─── DATASET EXCERPTS

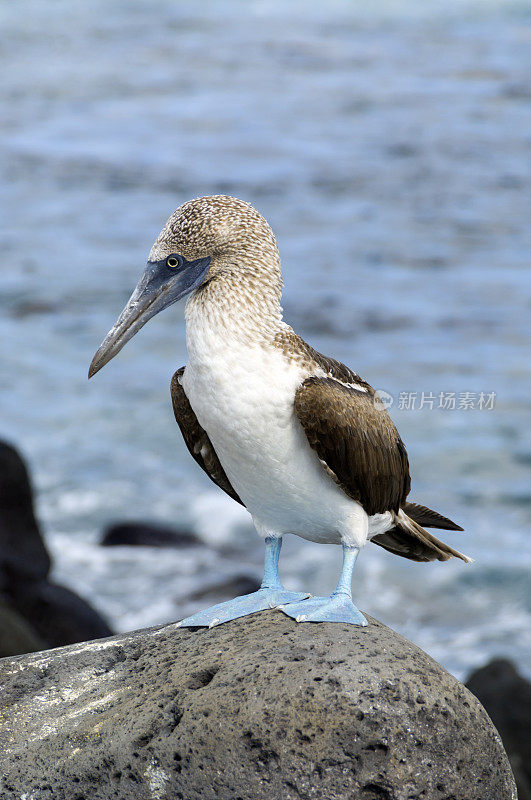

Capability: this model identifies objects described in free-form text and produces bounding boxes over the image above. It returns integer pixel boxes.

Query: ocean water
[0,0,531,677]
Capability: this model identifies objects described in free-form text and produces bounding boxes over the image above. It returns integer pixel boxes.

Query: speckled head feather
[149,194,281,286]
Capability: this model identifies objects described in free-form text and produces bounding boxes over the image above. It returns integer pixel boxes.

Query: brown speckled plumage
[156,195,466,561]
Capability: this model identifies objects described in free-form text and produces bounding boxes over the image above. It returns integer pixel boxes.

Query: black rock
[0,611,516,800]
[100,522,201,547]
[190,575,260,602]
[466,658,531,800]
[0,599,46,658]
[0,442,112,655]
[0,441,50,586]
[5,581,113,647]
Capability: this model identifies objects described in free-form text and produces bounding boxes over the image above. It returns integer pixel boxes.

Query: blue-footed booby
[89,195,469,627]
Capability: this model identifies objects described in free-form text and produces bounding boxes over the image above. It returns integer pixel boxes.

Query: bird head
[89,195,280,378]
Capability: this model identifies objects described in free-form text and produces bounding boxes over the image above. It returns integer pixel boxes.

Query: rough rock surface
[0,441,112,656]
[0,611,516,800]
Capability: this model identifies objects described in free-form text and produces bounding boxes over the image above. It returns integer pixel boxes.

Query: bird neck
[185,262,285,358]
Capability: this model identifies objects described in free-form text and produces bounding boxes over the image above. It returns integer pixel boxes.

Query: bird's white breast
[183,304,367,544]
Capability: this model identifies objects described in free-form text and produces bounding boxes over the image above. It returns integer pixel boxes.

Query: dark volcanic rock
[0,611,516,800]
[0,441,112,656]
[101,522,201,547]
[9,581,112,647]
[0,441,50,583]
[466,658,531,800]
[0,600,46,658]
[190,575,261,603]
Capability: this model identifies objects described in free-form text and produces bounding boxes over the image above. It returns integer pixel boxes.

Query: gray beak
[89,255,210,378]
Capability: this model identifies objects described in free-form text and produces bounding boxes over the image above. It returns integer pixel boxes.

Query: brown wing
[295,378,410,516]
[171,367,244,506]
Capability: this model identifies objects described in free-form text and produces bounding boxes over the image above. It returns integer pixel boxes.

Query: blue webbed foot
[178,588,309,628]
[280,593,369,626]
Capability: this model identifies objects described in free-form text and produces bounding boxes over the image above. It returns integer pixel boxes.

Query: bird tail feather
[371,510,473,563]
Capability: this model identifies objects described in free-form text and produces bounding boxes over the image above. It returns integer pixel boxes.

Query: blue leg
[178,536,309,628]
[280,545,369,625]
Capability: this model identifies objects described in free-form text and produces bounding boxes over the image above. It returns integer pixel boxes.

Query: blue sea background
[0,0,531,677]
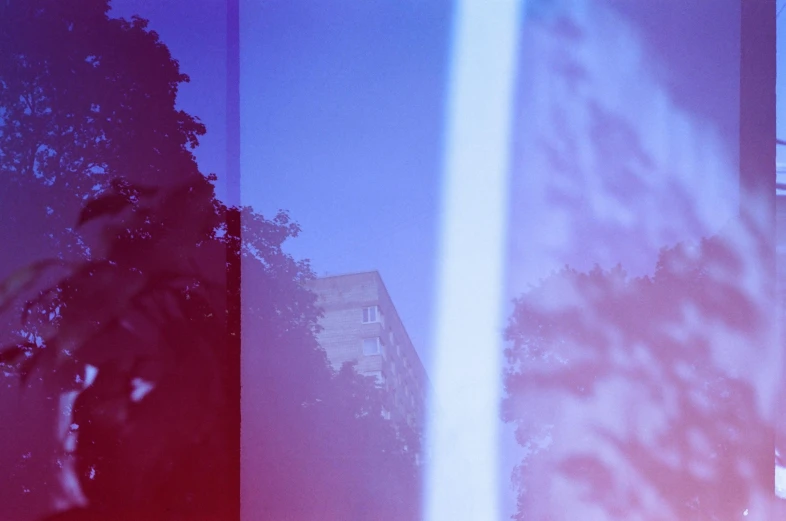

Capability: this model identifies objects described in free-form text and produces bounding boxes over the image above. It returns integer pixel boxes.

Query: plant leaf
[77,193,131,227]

──────

Reproduce verbatim the part of the material that opens at its very start and closes with the line containing "[183,304,367,544]", keeping both ends. Omit the pictures from your answer.

▶ **SOLUTION TO THIS TASK**
Capability: this model identifies objects described in free-form text and produces bounding boxes over the image above. It returns integer pixel boxes.

Query: ocean water
[0,0,531,677]
Capability: this model identifies objects described in free-form text and produces bounding boxes over the image above. It returns integer pixel boxes.

Query: speckled head feather
[149,194,281,286]
Capability: this model identifies objects described in free-form text and produces bounding boxes over the image above. It returns integer pixel boxes.

Query: brown speckled plumage
[156,195,466,561]
Capability: this model identifies objects described in free-form text and produces bounding boxes over the image above. It returns integer pixel boxes.

Query: black rock
[0,611,516,800]
[100,522,201,547]
[190,575,260,602]
[466,658,531,800]
[0,599,46,658]
[0,442,112,655]
[0,441,50,586]
[5,581,113,647]
Capability: this model identifies objects described in free-form text and produces bounding boxes over the image above. It returns integer pixel boxes.

Query: blue-footed booby
[89,195,469,627]
Capability: this model identifies objects described in free-form text and produces bounding boxes over the image above. It returns integer pixel boxes.

Query: bird head
[89,195,280,378]
Capability: this model identifies objects described in free-form text and produces bounding boxes over the image above. It returns integer pixel boxes.

Query: rough rock surface
[0,441,112,656]
[0,611,516,800]
Capability: this model identifies objects described in free-form text and produces bounding boxes over the image above. It returns integer pixel boxes.

Query: bird neck
[185,262,285,358]
Capability: this model identifies objects described in free-form text and produces bounding boxes over the image above. It returns integer pixel boxes.

Query: bird's white breast
[183,304,367,544]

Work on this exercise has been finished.